┌──

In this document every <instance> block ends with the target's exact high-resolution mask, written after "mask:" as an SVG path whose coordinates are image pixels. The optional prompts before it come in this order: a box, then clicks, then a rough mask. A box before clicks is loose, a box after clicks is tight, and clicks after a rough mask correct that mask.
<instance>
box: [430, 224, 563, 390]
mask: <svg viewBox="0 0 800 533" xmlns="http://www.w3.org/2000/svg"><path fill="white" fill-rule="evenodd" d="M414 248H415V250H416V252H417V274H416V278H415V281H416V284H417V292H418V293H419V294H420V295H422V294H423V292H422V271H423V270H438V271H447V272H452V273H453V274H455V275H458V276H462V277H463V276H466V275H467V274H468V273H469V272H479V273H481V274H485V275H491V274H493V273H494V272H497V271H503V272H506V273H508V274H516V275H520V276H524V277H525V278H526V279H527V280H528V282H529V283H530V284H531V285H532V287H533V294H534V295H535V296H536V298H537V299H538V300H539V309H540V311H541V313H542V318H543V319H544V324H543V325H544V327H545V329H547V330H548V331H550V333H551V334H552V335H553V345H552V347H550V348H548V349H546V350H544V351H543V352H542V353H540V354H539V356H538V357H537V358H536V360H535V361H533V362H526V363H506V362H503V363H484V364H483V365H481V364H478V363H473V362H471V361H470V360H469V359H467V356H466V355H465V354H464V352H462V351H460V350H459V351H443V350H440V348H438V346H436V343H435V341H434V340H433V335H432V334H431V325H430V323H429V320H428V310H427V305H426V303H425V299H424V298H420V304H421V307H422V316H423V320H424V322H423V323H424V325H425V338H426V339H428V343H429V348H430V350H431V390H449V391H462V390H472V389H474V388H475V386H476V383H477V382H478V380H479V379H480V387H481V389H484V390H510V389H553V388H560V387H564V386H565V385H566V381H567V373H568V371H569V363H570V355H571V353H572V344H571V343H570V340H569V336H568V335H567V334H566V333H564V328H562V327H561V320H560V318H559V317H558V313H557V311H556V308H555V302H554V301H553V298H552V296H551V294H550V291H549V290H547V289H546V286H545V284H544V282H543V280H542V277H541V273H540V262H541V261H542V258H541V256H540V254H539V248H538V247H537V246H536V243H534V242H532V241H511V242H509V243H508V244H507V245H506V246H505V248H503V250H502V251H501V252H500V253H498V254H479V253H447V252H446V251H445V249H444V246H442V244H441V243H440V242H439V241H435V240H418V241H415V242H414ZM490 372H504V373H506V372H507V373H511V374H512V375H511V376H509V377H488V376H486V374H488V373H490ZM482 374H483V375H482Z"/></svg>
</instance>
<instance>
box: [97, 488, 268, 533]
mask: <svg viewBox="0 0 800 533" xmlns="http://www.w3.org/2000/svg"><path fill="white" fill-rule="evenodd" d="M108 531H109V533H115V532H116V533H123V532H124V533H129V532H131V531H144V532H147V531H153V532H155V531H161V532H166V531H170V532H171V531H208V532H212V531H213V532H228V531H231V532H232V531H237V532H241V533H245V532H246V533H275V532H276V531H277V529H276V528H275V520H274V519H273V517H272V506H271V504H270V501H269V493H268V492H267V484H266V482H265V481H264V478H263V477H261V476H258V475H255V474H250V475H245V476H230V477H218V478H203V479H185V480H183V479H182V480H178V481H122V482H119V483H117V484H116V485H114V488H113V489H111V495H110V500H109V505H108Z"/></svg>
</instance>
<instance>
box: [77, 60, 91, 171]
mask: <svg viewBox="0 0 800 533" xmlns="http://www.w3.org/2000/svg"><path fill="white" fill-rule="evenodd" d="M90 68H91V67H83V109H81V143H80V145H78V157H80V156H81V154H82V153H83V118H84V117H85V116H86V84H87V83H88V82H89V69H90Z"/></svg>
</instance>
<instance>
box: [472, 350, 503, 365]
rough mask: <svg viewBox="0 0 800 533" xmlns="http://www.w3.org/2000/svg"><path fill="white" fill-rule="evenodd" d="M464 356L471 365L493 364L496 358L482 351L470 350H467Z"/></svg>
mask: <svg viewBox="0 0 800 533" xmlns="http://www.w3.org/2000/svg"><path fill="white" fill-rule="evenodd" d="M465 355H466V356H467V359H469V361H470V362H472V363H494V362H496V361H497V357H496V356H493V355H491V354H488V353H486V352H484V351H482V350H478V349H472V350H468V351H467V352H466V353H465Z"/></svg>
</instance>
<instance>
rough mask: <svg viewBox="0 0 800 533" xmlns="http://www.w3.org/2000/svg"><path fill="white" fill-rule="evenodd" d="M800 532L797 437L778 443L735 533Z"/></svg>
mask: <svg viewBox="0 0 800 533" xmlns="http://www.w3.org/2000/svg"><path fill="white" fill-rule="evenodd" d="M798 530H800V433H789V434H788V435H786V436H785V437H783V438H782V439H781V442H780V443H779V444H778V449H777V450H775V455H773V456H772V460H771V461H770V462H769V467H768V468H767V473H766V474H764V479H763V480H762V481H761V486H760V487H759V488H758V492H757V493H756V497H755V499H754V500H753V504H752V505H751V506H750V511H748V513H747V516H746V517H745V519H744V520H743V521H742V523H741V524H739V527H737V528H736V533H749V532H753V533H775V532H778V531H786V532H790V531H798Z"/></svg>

└──

* WHAT IS EXPECTED *
Output the data exactly, in full.

* ANSWER SPACE *
In this document every <instance> block ends with the target's exact high-resolution mask, written after "mask:" as an SVG path whose coordinates are image pixels. The optional prompts before it come in this order: a box, then clicks, then a rough mask. A box before clicks is loose, a box after clicks is tight, and clicks after a rough mask correct that mask.
<instance>
box: [430, 224, 563, 390]
mask: <svg viewBox="0 0 800 533" xmlns="http://www.w3.org/2000/svg"><path fill="white" fill-rule="evenodd" d="M414 248H415V250H416V252H417V274H416V278H415V281H416V284H417V292H418V293H419V294H420V295H422V294H423V292H422V271H423V270H438V271H447V272H452V273H453V274H455V275H458V276H462V277H463V276H466V275H467V274H468V273H469V272H479V273H481V274H485V275H491V274H493V273H494V272H497V271H503V272H506V273H508V274H516V275H520V276H524V277H525V278H526V279H527V280H528V282H529V283H530V284H531V285H532V287H533V294H534V295H535V296H536V298H537V299H538V300H539V309H540V311H541V313H542V318H543V319H544V324H543V325H544V327H545V329H547V330H548V331H550V333H551V334H552V335H553V345H552V347H550V348H548V349H546V350H544V351H543V352H542V353H540V354H539V356H538V357H537V358H536V360H535V361H533V362H526V363H506V362H503V363H484V364H483V365H481V364H478V363H473V362H471V361H470V360H469V359H467V356H466V355H465V354H464V352H462V351H460V350H459V351H443V350H440V348H438V346H436V343H435V341H434V340H433V335H432V334H431V325H430V323H429V320H428V310H427V305H426V303H425V299H424V298H420V304H421V307H422V316H423V320H424V322H423V323H424V325H425V338H426V339H428V343H429V348H430V350H431V390H449V391H462V390H472V389H474V388H475V386H476V383H477V382H478V380H479V379H480V387H481V389H484V390H510V389H553V388H560V387H564V386H565V385H566V381H567V373H568V371H569V363H570V355H571V353H572V344H571V343H570V340H569V336H568V335H567V334H566V333H564V328H562V327H561V320H560V318H559V317H558V313H557V311H556V308H555V302H554V301H553V298H552V296H551V294H550V291H549V290H547V289H546V286H545V284H544V282H543V280H542V277H541V273H540V262H541V261H542V258H541V256H540V254H539V248H538V247H537V246H536V243H534V242H532V241H511V242H509V243H508V244H507V245H506V246H505V248H503V250H502V251H501V252H500V253H498V254H479V253H447V252H446V251H445V249H444V246H442V244H441V243H440V242H439V241H435V240H418V241H415V242H414ZM490 372H504V373H506V372H507V373H511V374H512V375H511V376H509V377H488V376H486V374H488V373H490ZM482 374H483V375H482Z"/></svg>
</instance>
<instance>
box: [97, 488, 268, 533]
mask: <svg viewBox="0 0 800 533" xmlns="http://www.w3.org/2000/svg"><path fill="white" fill-rule="evenodd" d="M108 531H109V533H115V532H116V533H123V532H124V533H129V532H131V531H144V532H147V531H153V532H155V531H161V532H166V531H170V532H171V531H208V532H212V531H213V532H228V531H231V532H232V531H237V532H241V533H245V532H246V533H275V532H276V531H277V529H276V528H275V520H274V519H273V517H272V506H271V504H270V501H269V493H268V492H267V484H266V482H265V481H264V478H263V477H261V476H258V475H255V474H250V475H245V476H230V477H218V478H203V479H185V480H183V479H182V480H178V481H122V482H119V483H117V484H116V485H114V488H113V489H111V495H110V500H109V505H108Z"/></svg>
</instance>
<instance>
box: [77, 60, 91, 171]
mask: <svg viewBox="0 0 800 533" xmlns="http://www.w3.org/2000/svg"><path fill="white" fill-rule="evenodd" d="M90 68H91V67H83V109H81V143H80V145H78V157H80V156H81V154H82V153H83V118H84V117H85V116H86V84H87V83H88V82H89V69H90Z"/></svg>
</instance>
<instance>
box: [472, 350, 503, 365]
rough mask: <svg viewBox="0 0 800 533" xmlns="http://www.w3.org/2000/svg"><path fill="white" fill-rule="evenodd" d="M464 356L471 365L493 364L496 358L482 351L470 350H467Z"/></svg>
mask: <svg viewBox="0 0 800 533" xmlns="http://www.w3.org/2000/svg"><path fill="white" fill-rule="evenodd" d="M465 355H466V356H467V359H469V361H470V362H472V363H494V362H496V361H497V357H496V356H493V355H491V354H488V353H486V352H484V351H482V350H478V349H472V350H468V351H467V352H466V353H465Z"/></svg>
</instance>
<instance>
rough mask: <svg viewBox="0 0 800 533" xmlns="http://www.w3.org/2000/svg"><path fill="white" fill-rule="evenodd" d="M800 532L797 437L778 443L735 533Z"/></svg>
mask: <svg viewBox="0 0 800 533" xmlns="http://www.w3.org/2000/svg"><path fill="white" fill-rule="evenodd" d="M798 530H800V433H789V434H788V435H786V436H785V437H783V438H782V439H781V442H780V443H779V444H778V449H777V450H775V455H773V456H772V460H771V461H770V462H769V467H768V468H767V473H766V474H764V479H763V480H762V481H761V486H760V487H759V488H758V492H757V493H756V497H755V499H754V500H753V504H752V505H751V506H750V511H748V513H747V516H746V517H745V519H744V520H743V521H742V523H741V524H739V527H737V528H736V533H749V532H753V533H775V532H778V531H786V532H790V531H798Z"/></svg>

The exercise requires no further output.